▸ Selected excerpt
------------------------

- Flag Coat of arms
- Coordinates: 51°40′N 6°15′E﻿ / ﻿51.667°N 6.250°E
- Country: Germany
- State: North Rhine-Westphalia
- Adm. region: Düsseldorf
- Capital: Kleve (Cleves)

Government
- • District admin.: Christoph Gerwers (CDU)

Area
- • Total: 1,232.15 km^{2} (475.74 sq mi)

Population (31 December 2023)
- • Total: 321,491
- • Density: 260/km^{2} (680/sq mi)
- Time zone: UTC+01:00 (CET)
- • Summer (DST): UTC+02:00 (CEST)
- Vehicle registration: KLE, GEL
- Website: kreis-kleve.de

= Kleve (district) =

Kleve (Cleves in English use) or Kreis Kleve is a Kreis (local-government district) in the Lower Rhine region of northwestern North Rhine-Westphalia, Germany. Neighbouring districts are Borken, Wesel, and Viersen in Germany, and the Dutch provinces of Limburg and Gelderland.

==History==

The district in its current borders was created in 1975 when the former district of Kleve and Geldern was merged with the Rees District towns of Emmerich and Rees and the Moers District municipality of Rheurdt.

The two precursor districts had been created in 1816 when the whole of the Rhineland became a province of Prussia. Territorially they corresponded roughly to the historic Duchies of Cleves and Guelders.

==Geography==

The district is located in the lower valley of the Rhine, in the region where that river flows into the Netherlands.

------------------------

▸ Data extract
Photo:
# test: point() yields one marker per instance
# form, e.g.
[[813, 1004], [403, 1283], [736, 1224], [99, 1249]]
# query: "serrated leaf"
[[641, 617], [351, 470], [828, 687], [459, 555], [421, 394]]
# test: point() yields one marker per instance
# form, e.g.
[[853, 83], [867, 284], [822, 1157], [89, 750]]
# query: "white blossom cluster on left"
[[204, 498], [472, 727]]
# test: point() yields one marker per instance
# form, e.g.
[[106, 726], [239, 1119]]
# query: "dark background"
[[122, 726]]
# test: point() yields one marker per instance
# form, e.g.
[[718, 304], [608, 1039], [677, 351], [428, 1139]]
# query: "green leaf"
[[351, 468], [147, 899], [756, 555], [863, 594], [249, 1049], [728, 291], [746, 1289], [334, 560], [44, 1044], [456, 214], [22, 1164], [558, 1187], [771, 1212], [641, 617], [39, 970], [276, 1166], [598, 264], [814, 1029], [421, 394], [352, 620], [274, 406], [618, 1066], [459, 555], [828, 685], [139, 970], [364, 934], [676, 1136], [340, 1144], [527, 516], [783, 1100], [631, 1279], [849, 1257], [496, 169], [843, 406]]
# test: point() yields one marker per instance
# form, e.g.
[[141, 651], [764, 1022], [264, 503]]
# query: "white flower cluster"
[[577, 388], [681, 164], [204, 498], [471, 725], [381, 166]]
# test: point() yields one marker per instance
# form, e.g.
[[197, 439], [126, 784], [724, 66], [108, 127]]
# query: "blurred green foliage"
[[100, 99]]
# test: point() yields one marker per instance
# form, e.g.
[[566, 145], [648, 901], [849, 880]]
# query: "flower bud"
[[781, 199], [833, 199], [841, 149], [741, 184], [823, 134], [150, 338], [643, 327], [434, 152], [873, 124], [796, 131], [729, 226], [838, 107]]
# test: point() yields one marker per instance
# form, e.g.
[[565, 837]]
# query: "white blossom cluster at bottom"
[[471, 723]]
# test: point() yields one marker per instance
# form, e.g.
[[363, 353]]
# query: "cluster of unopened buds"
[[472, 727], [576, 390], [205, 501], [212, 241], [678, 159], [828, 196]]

------------------------

▸ Task requirements
[1] Retype the stretch from "The district in" through "into the Netherlands." in the Kleve district article, keeping every word and mark the same.
[2] Based on the Kleve district article, decide whether each statement agrees with it. Answer yes or no, and quote the words from the article that settle it.
(a) The district took its current borders in 1975.
(b) The two earlier districts were created when the Rhineland became a province of Bavaria.
(c) The district's capital is Wesel.

▸ Task responses
[1]
The district in its current borders was created in 1975 when the former district of Kleve and Geldern was merged with the Rees District towns of Emmerich and Rees and the Moers District municipality of Rheurdt.

The two precursor districts had been created in 1816 when the whole of the Rhineland became a province of Prussia. Territorially they corresponded roughly to the historic Duchies of Cleves and Guelders.

==Geography==

The district is located in the lower valley of the Rhine, in the region where that river flows into the Netherlands.

[2]
(a) Yes: "The district in its current borders was created in 1975"
(b) No: "when the whole of the Rhineland became a province of Prussia"
(c) No: "Capital: Kleve (Cleves)"